Task prompt →
Using the entries that follow, give the number of lines containing the string "screen". Write nothing besides that number.

Stored data →
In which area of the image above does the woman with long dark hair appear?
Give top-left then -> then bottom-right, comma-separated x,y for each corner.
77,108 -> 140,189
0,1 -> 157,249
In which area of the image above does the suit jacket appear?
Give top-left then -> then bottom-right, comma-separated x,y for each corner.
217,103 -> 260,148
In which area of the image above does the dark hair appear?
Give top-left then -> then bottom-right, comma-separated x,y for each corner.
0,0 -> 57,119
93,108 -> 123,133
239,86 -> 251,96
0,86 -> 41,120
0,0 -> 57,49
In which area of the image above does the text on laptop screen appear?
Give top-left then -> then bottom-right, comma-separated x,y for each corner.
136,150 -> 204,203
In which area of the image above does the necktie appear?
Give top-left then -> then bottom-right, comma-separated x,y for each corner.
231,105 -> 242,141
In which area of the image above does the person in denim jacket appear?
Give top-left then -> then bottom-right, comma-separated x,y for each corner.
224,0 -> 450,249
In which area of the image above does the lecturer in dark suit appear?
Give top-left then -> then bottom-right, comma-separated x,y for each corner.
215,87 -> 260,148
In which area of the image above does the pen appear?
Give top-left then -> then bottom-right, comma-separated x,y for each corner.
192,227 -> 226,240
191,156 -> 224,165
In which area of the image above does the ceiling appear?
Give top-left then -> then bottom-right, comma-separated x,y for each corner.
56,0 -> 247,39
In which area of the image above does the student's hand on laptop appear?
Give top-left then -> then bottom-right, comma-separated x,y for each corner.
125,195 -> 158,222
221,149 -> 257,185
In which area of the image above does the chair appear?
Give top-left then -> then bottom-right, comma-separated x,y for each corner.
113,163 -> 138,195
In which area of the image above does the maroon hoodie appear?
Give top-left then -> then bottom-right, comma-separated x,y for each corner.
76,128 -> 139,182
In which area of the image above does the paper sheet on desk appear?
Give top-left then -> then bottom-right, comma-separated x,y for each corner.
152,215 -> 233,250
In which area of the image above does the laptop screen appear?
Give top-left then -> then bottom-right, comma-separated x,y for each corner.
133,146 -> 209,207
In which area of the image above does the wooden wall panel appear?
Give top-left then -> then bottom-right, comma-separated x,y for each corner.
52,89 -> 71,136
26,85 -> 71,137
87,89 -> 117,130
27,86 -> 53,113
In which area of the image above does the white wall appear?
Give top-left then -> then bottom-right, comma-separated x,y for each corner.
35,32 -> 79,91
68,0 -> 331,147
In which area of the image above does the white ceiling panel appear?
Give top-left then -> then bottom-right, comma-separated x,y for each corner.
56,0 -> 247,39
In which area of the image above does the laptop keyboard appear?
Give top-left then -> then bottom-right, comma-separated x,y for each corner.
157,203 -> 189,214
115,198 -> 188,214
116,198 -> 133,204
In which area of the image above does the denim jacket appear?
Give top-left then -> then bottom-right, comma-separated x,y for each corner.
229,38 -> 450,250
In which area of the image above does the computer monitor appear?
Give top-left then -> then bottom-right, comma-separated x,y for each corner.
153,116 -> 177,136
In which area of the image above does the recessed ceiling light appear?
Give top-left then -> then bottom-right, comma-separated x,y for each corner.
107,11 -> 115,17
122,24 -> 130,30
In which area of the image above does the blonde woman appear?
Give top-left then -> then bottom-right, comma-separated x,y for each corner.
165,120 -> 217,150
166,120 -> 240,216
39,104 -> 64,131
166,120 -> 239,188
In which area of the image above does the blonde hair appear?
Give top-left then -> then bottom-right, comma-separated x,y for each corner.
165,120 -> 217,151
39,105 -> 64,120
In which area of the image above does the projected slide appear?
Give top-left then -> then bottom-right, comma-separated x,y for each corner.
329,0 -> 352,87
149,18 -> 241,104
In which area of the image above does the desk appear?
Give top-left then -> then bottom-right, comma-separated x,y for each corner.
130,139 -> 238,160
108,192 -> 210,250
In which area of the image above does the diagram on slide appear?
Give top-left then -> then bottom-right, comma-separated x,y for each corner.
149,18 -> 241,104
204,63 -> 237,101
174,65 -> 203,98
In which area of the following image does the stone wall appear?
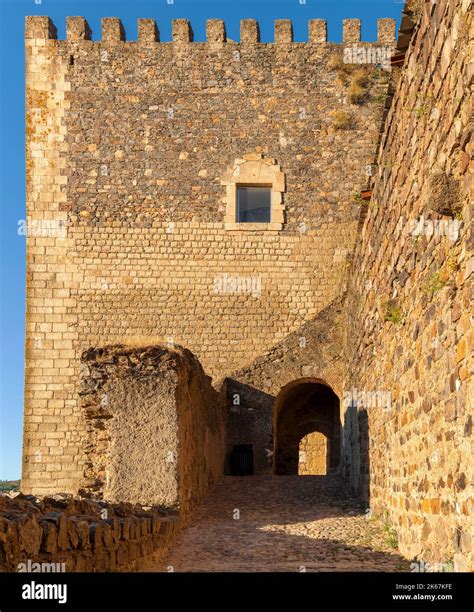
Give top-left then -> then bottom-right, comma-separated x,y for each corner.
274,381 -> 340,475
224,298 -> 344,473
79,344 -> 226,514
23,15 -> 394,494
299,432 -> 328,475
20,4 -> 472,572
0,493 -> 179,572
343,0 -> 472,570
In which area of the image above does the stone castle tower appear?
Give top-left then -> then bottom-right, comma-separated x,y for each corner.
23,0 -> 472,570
---
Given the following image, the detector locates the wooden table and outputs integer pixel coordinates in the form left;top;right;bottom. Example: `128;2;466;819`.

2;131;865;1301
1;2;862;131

Result for this task →
2